• _EXERCISE AIM_
Your task is to find every line of the data that holds the string "stone" and copy it.

• _INFORMATION PROVIDED_
+++

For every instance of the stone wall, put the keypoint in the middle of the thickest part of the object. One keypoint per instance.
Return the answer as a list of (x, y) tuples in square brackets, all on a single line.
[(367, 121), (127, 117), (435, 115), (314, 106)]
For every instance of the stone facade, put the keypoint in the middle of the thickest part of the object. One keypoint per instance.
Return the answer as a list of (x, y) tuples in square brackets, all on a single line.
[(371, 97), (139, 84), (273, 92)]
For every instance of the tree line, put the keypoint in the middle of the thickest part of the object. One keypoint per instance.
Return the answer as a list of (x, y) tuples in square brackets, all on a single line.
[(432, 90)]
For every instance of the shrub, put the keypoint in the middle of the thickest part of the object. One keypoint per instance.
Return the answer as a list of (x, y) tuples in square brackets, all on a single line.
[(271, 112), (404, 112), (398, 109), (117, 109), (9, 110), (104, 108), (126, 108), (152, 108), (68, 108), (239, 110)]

+++

• _WRITTEN ANSWER_
For every instance of the stone wall, put the keypoint in the middle of the thickest part of the object. One keypoint per instance.
For every instance of the stone facade, put the keypoint in the middle of the thickest part of the object. One keypoint per instance.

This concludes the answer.